- PROBLEM DETAILS:
Look in the material below for the line holding "In the photo above, each instance of the white lane". Set it down exactly, with each later line up to and including the line holding "In the photo above, each instance of the black trousers".

- RECORDS SHOWN:

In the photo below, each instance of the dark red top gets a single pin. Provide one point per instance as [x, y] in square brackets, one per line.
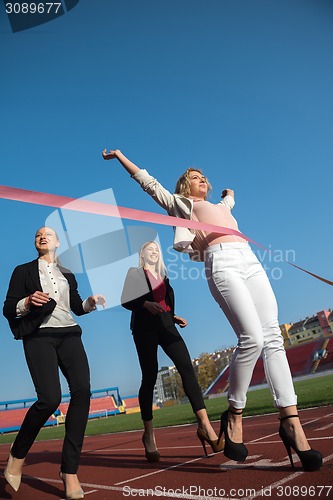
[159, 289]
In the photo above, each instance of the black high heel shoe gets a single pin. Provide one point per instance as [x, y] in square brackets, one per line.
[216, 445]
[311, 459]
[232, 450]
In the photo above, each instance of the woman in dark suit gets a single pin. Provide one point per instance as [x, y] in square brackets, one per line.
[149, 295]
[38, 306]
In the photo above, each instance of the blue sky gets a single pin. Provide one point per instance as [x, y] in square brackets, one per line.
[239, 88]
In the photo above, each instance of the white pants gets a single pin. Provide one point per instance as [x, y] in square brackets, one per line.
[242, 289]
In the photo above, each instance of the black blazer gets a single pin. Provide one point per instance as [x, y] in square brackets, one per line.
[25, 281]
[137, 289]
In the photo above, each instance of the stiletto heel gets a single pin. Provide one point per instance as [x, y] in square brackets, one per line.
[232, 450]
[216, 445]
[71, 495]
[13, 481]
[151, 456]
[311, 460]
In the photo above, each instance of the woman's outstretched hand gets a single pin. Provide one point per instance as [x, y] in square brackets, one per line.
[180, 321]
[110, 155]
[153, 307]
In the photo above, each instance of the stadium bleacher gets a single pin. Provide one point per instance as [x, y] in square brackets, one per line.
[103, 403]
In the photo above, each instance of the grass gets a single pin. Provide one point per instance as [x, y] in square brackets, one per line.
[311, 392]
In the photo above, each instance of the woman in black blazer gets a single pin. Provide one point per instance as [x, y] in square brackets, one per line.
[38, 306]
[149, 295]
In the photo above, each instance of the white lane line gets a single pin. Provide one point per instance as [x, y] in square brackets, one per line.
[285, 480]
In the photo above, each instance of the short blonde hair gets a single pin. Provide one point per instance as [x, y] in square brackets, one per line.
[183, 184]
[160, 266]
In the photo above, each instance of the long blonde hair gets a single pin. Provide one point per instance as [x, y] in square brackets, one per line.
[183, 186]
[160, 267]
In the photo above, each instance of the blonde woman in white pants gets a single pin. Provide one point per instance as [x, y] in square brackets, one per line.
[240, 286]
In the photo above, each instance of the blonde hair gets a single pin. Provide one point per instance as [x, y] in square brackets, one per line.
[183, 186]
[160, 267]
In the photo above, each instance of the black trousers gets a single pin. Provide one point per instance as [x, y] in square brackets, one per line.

--

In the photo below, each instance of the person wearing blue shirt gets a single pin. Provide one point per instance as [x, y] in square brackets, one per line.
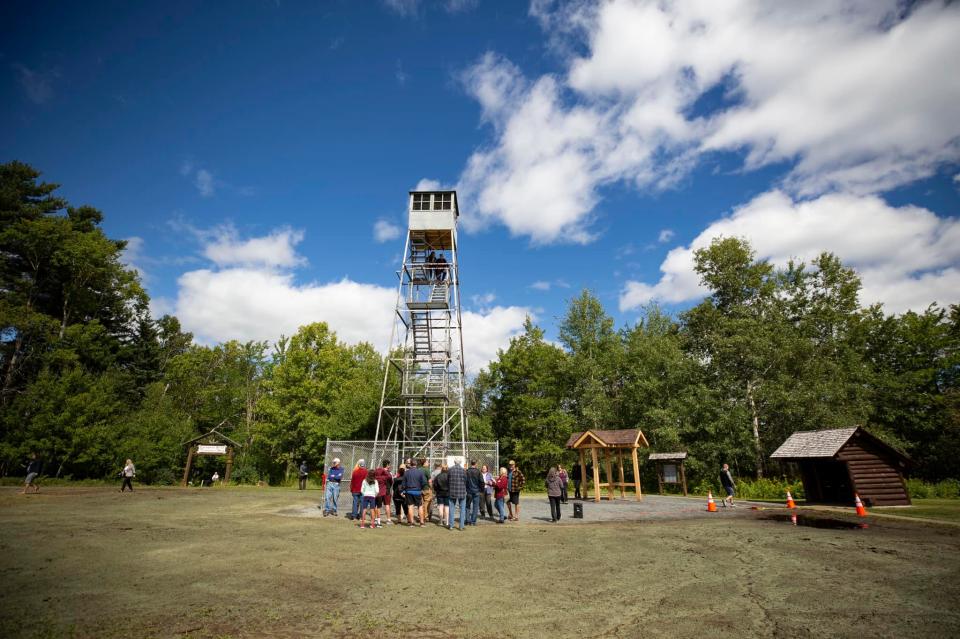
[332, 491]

- TASK OUTPUT:
In the photo above, each instance of the white lane line gets a single pin. Provide one point per instance as [x, y] in square brackets, one per line.
[285, 480]
In the photo above, each instance of the short blonde hair gets a single pin. Provide one point per instance as [x, y] in square brackets, one per line.
[183, 184]
[160, 266]
In the photo above, each instance of the long blonde hair gets a single pin. Provide one point per instance as [x, y] in square brackets, one per line.
[183, 186]
[160, 267]
In the photo above, each instance of the blonde woman in white pants gets a single pin. Provide one point per instance as [x, y] in square brackets, one per line.
[240, 286]
In the photo above, each instance of the blonde hair gets a single pin. Provide one point per instance as [x, y] in square brackets, one per line.
[183, 186]
[160, 267]
In the photo above, each instance of the black trousers gets a single pin. Provide one point per instance as [x, y] in square brackets, one per line.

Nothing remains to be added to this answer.